Job A — In the review of the film "Skyscraper," in which city is the world's tallest building located?

Provided passage —
Jump ahead several years. Will and Sarah are now married, with two young children. They are in Hong Kong where Will, now a safety and security assessor, has been summoned to go over the world’s tallest building. Without his O.K., the buildings lavish owner cannot get the 200-plus story building insured. Things go well until Will is attacked by a mysterious person trying to get a computer tablet he possesses that gives him access to ALL of the building’s security protocols. It seems someone doesn’t want the building to open. EVER!
Full of some amazing set-pieces and some serious “jump in your seat” moments, “Skyscraper” is a film that rides capably on the back of Dwayne Johnson. Will possesses both Willis’ John McClain’s personality while also embodying the caring about of the situation that Newman’s architect and McQueen’s fire chief did in “The Towering Inferno.” But while the latter film’s destruction was due to an accident, “Skyscraper” deals with a nasty man by the name of Kores Botha (Moller). He’s not as smooth as Alan Rickman’s Hans Gruber, but he is as vicious.
The cast does a fine job in dealing with the situations around them, and I’m giving Johnson extra credit because, due to opening bomb explosion, Will is missing a leg, having to move about the building (and do some extraordinary stunt work) on a prosthetic leg. And yes, while I realize it’s all CGI, Johnson moves and reacts as if he really is standing precariously on a piece of molded metal. The story moves smoothly and represents a graduation to a new genre’ for writer/director Thurber, best known for creating the “Terry Tate, Linebacker” series of commercials as well as the film “Dodgeball: A True Underdog Story.” The film moves on and the action flows. A definite hit for the hot days of July.

Record extracts —
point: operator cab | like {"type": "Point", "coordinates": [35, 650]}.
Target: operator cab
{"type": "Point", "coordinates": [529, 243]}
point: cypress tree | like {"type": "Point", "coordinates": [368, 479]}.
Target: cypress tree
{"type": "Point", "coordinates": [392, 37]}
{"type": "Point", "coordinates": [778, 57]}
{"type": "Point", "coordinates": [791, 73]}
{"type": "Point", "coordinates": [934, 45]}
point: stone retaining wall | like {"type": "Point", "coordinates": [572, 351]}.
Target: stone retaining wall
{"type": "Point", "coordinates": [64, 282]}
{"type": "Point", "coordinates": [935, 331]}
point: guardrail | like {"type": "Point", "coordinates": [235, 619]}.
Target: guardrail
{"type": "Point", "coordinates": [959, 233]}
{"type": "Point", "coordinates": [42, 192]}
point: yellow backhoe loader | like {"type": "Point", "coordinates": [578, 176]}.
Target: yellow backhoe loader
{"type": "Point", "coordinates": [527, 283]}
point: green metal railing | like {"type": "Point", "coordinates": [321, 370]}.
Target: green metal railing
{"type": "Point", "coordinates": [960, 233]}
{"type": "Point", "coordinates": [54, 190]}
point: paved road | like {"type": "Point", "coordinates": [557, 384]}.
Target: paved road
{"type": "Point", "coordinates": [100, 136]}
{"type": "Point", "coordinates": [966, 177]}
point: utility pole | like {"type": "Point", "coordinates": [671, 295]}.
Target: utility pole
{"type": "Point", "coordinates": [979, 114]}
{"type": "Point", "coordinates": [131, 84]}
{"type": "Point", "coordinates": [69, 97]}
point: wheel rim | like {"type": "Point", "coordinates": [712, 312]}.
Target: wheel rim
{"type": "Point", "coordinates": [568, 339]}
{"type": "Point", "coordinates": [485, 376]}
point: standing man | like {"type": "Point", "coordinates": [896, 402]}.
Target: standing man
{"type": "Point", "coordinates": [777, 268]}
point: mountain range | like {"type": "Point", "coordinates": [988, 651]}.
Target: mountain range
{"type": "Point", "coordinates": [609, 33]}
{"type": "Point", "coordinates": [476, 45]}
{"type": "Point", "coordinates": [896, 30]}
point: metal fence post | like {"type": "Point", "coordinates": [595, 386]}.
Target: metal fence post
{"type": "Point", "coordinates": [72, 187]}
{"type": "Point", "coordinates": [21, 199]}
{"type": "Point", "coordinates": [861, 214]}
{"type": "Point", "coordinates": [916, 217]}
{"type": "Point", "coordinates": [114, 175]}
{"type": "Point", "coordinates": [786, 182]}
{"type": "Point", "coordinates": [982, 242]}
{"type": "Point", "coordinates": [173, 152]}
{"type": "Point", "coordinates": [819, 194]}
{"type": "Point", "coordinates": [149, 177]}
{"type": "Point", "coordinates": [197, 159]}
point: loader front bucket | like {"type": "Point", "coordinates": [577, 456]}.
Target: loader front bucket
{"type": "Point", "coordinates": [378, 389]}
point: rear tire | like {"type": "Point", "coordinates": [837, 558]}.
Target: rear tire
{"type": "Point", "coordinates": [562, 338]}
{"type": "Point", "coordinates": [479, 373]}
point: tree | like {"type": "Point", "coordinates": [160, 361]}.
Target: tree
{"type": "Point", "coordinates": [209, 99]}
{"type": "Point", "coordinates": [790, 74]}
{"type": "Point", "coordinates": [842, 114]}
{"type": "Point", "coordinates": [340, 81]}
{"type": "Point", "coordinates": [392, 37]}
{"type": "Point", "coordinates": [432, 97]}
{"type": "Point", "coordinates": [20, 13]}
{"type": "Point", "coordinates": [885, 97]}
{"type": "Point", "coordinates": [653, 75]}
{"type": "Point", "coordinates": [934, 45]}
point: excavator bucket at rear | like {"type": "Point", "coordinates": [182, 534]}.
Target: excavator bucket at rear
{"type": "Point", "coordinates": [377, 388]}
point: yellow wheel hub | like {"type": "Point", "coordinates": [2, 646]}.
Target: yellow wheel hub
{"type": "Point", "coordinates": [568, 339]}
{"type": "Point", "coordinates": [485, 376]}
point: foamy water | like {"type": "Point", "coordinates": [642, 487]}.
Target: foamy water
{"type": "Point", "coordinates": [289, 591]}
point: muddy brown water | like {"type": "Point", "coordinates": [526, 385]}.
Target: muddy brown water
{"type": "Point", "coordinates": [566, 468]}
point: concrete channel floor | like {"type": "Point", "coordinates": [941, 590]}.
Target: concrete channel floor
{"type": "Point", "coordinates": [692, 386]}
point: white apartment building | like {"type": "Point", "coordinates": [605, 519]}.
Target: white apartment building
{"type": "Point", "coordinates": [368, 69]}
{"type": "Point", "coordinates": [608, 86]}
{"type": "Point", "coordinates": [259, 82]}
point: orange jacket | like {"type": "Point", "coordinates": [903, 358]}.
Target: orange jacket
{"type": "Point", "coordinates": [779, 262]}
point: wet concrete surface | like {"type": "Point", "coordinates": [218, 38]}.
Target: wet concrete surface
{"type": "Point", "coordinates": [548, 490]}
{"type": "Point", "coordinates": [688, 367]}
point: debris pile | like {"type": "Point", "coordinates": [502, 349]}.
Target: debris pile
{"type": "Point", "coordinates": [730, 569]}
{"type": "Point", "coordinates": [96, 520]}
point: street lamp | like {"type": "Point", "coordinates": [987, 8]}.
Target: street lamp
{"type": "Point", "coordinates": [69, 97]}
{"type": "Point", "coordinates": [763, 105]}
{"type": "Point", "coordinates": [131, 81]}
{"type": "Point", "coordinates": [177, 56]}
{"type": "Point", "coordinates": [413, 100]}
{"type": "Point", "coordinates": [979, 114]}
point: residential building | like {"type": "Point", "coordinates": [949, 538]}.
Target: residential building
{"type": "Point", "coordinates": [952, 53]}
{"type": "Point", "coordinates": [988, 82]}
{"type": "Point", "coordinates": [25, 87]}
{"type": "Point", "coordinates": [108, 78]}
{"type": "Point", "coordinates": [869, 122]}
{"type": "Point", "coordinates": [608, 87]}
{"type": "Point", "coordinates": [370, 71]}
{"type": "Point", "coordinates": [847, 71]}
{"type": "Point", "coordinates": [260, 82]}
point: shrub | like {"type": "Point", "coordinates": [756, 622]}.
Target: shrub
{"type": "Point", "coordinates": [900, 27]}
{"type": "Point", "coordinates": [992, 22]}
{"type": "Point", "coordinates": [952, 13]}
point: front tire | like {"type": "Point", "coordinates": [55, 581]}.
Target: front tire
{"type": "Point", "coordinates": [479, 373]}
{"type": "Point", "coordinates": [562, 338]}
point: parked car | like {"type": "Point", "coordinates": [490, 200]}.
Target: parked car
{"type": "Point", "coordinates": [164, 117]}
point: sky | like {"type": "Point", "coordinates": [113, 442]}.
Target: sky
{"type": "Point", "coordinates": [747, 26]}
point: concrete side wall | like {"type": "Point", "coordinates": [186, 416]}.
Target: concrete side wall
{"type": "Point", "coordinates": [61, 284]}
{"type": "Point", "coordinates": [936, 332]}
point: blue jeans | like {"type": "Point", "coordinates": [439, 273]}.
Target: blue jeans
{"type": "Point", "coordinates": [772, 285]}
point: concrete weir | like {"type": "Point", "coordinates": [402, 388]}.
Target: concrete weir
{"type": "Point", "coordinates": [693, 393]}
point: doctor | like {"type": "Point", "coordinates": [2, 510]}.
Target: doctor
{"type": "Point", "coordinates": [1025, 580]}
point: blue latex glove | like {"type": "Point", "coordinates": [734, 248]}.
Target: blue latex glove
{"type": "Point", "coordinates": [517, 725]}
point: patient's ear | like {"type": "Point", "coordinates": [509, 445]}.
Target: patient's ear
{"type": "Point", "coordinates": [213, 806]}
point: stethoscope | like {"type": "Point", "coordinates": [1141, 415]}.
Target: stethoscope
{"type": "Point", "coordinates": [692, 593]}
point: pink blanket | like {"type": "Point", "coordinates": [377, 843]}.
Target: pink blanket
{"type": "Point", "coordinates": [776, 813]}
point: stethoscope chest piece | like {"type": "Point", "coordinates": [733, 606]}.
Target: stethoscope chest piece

Job B — Begin at the line of the listing that contains "point: doctor |" and stop after the last line of the listing, then write those lines out again with the requests included. Multiply every coordinate in the answers by 0.65 and round to whole numbers, with halves rounded up, but leave the sample coordinates in the requests unchanged.

Written response A — Hong Kong

Written response B —
point: doctor | like {"type": "Point", "coordinates": [2, 510]}.
Target: doctor
{"type": "Point", "coordinates": [666, 377]}
point: blue latex glove | like {"type": "Point", "coordinates": [734, 248]}.
Target: blue latex glove
{"type": "Point", "coordinates": [336, 471]}
point: patient's ear | like {"type": "Point", "coordinates": [509, 445]}.
Target: patient's ear
{"type": "Point", "coordinates": [138, 524]}
point: stethoscope | like {"type": "Point", "coordinates": [1141, 415]}.
Target: stethoscope
{"type": "Point", "coordinates": [450, 385]}
point: pink blanket | like {"type": "Point", "coordinates": [377, 843]}.
Target: pink blanket
{"type": "Point", "coordinates": [504, 528]}
point: stethoscope chest piece | like {"type": "Point", "coordinates": [733, 606]}.
Target: stethoscope chest piece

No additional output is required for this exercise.